## begin Provided text

Karen will never cultivate land near his house. Pee Bee Yaw hates women, owing to the beating she received, and no risk must be run of her meeting a woman and deserting her post in anger.

The hill Karen always stores his paddy far away

from his house, because it is Pee Bee Yaw's gift, and he dares not let her know that he feeds his women with it. Each day's supply of paddy must be cleaned as soon as brought home. Pee Bee Yaw is supposed not to recognize in the white rice. the yellow paddy she gave.

CHAPTER V.

THEIR FOLK-LORE: ONE OF THEIR SATIRICAL TRADITIONS.

STORY OF SAW KAY.

AT Mya-yah-doung (about ten miles east of the present station of Wah-net-khyoung, on the Prome road) there once lived a great Karen chief called the Yellow Chief. He had a son named Saw Kay (Mr. Crooked). He was a cunning, idle, and lazy fellow. The Burmese Government seized on the entire clan, and sent them under guard to cut a huge teak tree into a war-boat and drag it to the river-bank. Saw Kay was the only male not seized. He was spared to carry the rice the women were forced to clean out for the food of the working party. Saw Kay's mother had two large and very fat hogs, which she had petted so long that she could not bear to have them killed. Saw Kay's mouth watered every time he looked at their fat

sides, and as his entreaties to be allowed to kill the hogs were in vain, he laid a plan to induce his mother to gratify his appetite for pork.

## end Provided text

## Given instruction 1
Please show every line of the entries that contains the string "metal".
The entries are unrelated to the Karen folk-lore passage.

## begin Data shown

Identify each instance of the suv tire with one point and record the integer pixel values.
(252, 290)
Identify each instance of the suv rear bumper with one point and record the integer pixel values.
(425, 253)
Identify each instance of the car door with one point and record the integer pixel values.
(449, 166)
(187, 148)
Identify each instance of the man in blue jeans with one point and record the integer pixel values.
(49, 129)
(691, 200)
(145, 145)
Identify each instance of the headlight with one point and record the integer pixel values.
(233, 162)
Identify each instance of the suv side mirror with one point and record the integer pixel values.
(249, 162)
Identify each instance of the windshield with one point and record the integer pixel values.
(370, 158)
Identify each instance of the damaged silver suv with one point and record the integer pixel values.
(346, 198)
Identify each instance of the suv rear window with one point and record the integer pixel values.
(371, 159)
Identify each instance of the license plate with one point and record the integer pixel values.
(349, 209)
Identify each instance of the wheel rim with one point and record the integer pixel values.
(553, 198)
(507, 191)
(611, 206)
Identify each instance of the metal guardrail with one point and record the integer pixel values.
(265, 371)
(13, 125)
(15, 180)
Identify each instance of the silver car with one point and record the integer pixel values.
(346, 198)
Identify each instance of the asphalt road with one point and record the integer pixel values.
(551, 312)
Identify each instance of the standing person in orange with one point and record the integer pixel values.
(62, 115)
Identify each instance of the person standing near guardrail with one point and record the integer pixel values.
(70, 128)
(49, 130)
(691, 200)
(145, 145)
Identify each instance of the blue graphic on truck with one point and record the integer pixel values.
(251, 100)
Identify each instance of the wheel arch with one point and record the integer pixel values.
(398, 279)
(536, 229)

## end Data shown
## begin Data shown

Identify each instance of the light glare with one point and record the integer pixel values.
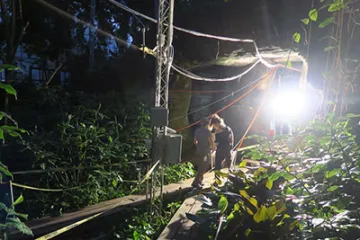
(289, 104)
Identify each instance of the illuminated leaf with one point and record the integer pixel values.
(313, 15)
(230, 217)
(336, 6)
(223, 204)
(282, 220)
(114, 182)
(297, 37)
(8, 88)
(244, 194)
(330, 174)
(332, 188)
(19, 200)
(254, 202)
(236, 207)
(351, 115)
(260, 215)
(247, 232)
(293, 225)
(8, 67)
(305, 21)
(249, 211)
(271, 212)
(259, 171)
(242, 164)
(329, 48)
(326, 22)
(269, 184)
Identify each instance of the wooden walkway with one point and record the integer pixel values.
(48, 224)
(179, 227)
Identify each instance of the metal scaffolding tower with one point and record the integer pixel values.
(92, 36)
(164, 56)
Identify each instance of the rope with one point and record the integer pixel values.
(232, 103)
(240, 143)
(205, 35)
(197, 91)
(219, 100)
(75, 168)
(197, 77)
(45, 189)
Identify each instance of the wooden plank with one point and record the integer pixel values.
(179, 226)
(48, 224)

## end Data shown
## begin Data shown

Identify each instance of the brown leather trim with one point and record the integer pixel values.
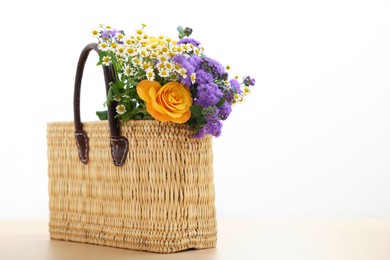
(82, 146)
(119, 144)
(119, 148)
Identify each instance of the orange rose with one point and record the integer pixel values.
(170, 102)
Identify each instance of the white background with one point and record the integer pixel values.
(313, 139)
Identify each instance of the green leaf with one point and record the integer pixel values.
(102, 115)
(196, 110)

## end Data shown

## Given instruction 2
List each character in the Karen folk-lore passage who is referred to by a personal name or title.

## Written response 1
Identify each instance of the metal guardrail with one point and record the integer pixel values.
Identify each instance of the metal scaffolding tower with one point and record the integer pixel values.

## Written response 2
Pee Bee Yaw, the Yellow Chief, and Saw Kay (Mr. Crooked).